• _DIRECTION_
In the forum thread, how does unkwn define "subjective" as opposed to "objective"?

• _PAGE TEXT_

It's true, nobody has told me that and I don't think anybody would, except if I'd pretended with an agenda.

That was a long post. True pleasure answering it. Perhaps because it's probably the longest post I've ever seen.


----------



## unkwn (Sep 8, 2012)

Boolean11 said:


> I'm dyslexic, I've got an issue with similar patterns, here I don't excessively analyse my errors as in academia. But either way, do you get the difference between the "objective" and "subjective", plus knowing whether you judge or perceive first.


It was really hard to understand it, but I am pretty quick to judge, then I think of other possibilities and entertain them to see if any of them is more likely than the initially established one. Depending on the situation, I gather some data to see if the idea is correct or not. Usually I don't rely on the judgement before I know that it's correct, but at times I do, for example if I'm arguing about a subject that I don't know anything about and I want to win the argument.

Subjective means that you go through your inner moral filter, while objective means you don't. I don't, so I guess it's objective then.

I might've misunderstood something, as it was really hard to understand what you wrote there. :/

P.S. I'm gonna check out @xEmptiness' post tomorrow, as I've gotta go to bed before other family members wake up and start making noise.

• _SUPPLIED RECORDS_
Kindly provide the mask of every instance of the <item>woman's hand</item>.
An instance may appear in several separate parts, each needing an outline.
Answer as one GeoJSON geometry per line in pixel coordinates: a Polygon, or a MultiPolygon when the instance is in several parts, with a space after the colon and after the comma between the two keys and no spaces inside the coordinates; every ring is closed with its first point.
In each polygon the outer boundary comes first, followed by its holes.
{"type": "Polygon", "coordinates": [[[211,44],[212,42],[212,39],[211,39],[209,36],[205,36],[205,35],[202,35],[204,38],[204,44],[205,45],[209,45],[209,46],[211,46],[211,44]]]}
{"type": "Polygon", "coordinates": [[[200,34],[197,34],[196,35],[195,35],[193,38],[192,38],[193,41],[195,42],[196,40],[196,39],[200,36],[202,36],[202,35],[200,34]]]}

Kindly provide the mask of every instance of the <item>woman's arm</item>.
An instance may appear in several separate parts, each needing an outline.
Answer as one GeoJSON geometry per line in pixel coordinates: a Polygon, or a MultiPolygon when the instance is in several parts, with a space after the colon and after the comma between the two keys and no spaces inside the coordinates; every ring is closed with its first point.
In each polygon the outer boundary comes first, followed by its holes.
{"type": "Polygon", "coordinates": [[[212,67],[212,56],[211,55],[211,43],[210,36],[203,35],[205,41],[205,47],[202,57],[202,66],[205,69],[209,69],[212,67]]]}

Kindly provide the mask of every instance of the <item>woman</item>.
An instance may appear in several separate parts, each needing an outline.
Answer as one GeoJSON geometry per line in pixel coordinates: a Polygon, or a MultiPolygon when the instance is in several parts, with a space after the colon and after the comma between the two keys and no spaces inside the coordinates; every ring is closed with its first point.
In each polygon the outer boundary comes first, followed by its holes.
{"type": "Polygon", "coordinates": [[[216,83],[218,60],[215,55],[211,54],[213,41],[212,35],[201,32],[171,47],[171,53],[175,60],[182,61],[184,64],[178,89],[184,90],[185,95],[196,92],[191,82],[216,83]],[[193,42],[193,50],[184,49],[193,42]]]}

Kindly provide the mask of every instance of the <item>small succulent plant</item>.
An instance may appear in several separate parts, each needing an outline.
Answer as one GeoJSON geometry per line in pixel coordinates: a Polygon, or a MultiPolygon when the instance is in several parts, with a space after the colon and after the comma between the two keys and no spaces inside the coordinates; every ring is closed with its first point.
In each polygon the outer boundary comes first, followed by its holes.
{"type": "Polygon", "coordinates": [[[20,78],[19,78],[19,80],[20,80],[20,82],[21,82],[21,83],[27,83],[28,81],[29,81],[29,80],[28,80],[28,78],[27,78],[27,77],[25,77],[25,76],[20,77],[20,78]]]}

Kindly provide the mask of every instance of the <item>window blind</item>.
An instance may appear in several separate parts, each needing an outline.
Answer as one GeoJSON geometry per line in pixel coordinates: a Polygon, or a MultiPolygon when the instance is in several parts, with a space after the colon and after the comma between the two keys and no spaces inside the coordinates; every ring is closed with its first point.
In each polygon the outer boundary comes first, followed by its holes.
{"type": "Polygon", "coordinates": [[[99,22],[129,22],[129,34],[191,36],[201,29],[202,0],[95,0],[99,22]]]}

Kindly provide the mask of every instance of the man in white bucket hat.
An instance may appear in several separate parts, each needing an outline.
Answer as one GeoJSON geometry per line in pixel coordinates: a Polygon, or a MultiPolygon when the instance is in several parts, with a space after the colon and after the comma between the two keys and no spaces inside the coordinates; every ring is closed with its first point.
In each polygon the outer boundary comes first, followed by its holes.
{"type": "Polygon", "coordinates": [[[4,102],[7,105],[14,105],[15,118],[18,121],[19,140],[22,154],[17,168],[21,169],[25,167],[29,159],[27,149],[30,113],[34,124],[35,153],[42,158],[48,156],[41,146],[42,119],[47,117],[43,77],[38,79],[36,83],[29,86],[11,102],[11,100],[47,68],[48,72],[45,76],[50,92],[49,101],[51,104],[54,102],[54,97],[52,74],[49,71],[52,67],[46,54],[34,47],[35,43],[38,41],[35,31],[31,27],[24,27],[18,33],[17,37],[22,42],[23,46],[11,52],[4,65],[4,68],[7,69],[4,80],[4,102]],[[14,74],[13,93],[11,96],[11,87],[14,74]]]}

• _RESULT OF THIS TASK_
Subjective means going through your inner moral filter, while objective means not doing so.